## Given task
Lines before the one containing "of the overcast" are excluded; retype that line and all remaining lines of the material exactly.

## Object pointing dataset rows
□ □ □ □ □ □ □
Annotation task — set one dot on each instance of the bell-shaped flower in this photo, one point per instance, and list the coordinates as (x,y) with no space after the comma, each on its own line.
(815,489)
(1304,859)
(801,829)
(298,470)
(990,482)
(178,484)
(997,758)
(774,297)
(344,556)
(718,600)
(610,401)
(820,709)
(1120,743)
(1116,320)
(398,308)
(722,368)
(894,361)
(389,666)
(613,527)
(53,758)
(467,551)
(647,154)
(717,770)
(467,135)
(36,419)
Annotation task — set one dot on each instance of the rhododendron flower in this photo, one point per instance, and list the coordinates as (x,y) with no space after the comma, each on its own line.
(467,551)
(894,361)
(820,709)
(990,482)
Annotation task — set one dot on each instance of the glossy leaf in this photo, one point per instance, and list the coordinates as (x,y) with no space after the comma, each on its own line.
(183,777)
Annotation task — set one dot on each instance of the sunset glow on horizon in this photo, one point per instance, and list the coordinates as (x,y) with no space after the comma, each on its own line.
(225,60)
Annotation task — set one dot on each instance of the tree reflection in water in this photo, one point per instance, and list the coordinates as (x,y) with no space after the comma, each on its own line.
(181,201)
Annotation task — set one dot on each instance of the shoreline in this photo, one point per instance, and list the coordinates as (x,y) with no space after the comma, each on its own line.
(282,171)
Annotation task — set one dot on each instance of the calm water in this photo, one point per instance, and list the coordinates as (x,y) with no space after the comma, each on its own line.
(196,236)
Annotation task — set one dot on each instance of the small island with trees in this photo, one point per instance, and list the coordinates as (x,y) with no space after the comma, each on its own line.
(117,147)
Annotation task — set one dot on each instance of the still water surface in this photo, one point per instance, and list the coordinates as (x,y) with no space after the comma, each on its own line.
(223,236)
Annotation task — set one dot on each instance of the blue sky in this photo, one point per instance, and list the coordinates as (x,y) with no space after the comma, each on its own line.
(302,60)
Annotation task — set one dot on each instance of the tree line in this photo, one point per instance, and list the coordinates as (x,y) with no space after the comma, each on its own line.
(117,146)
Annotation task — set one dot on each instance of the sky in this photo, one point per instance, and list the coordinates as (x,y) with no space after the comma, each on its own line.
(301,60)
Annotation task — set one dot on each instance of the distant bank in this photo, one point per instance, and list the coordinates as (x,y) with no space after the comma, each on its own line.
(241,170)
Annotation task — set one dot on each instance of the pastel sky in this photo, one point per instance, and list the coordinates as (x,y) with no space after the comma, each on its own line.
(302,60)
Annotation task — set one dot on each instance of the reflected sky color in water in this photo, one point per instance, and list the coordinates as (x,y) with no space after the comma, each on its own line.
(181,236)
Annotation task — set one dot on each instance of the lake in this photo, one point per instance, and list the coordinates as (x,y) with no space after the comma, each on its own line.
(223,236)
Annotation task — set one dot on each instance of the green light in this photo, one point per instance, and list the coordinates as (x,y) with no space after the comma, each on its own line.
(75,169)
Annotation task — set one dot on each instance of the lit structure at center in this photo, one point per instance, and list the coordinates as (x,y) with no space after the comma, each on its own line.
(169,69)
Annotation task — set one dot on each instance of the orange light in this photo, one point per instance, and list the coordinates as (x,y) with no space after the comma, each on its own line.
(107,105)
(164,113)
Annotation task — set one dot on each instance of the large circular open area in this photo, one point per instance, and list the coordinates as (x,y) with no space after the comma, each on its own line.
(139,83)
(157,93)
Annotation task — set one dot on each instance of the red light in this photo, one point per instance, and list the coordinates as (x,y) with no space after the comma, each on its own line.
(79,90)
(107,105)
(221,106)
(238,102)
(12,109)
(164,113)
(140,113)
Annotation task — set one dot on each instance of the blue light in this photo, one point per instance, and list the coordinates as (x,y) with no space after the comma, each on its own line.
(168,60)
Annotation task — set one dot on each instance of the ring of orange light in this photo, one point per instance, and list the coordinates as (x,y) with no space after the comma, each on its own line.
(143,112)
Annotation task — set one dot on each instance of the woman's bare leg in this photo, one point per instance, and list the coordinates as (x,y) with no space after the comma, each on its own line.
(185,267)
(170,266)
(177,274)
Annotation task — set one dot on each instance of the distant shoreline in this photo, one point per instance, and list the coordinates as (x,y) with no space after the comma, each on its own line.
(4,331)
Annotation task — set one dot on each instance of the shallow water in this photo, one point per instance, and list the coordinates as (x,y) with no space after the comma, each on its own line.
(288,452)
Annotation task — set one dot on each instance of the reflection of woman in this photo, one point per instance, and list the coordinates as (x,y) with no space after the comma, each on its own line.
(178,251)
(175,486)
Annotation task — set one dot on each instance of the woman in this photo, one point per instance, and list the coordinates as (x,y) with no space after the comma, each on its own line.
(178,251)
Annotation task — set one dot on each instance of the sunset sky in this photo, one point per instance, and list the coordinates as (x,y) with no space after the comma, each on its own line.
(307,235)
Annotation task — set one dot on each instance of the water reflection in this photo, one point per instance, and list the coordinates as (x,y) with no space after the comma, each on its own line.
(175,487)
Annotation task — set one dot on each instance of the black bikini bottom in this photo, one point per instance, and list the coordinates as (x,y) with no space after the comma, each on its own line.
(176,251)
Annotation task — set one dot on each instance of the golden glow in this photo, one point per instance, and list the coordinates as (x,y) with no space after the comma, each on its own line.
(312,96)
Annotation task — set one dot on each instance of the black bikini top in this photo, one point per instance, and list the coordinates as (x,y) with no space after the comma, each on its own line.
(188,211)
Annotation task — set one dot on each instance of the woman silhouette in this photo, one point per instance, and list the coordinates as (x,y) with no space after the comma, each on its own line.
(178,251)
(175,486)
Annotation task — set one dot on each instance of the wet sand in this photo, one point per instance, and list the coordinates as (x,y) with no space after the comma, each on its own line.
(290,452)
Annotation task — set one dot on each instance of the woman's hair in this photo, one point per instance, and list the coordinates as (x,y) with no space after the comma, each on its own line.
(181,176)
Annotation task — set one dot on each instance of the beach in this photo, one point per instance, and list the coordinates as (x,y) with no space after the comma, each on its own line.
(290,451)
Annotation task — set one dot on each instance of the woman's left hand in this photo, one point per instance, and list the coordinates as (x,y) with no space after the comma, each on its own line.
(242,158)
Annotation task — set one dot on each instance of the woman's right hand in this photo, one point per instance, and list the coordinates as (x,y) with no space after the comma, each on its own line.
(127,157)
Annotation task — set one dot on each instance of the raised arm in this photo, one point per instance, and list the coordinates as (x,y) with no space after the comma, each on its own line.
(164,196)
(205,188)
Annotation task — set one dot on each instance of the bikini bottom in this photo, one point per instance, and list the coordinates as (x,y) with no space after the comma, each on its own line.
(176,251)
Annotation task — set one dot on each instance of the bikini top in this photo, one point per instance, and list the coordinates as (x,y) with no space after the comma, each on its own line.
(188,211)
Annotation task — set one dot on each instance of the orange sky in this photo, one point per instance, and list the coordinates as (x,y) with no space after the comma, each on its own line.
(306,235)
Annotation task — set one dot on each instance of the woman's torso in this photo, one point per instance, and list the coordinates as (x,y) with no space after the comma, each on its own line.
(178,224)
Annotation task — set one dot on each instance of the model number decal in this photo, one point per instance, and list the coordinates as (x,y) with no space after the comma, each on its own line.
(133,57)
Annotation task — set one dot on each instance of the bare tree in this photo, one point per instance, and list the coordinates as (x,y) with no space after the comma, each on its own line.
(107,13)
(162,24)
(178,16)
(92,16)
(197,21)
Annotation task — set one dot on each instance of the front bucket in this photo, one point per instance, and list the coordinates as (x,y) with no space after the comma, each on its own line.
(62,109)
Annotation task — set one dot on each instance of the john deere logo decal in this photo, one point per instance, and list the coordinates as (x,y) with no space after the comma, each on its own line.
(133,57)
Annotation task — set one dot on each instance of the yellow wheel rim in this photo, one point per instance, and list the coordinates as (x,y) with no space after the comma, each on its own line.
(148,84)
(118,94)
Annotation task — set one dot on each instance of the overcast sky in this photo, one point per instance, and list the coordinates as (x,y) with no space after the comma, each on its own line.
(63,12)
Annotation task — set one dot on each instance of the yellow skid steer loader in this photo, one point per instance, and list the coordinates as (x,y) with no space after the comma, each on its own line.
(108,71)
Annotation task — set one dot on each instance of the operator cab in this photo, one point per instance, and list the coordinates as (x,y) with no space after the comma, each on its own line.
□ □ □ □ □ □ □
## Solved problem
Annotation task — set one dot on each instance of the overcast sky in this photo, one point per instance, and list the coordinates as (x,y) with no space after the comma, each on its own line.
(63,12)
Annotation task — set one dot on each instance of the yellow skid steer loader in this photo, one point per instance, and list the coordinates as (x,y) with no space after the comma, each on its own line.
(108,71)
Annotation task — set one dot on each instance of the operator cab in this photo, one point per instance, and list the coordinates as (x,y) with no space after the comma, each on its own line.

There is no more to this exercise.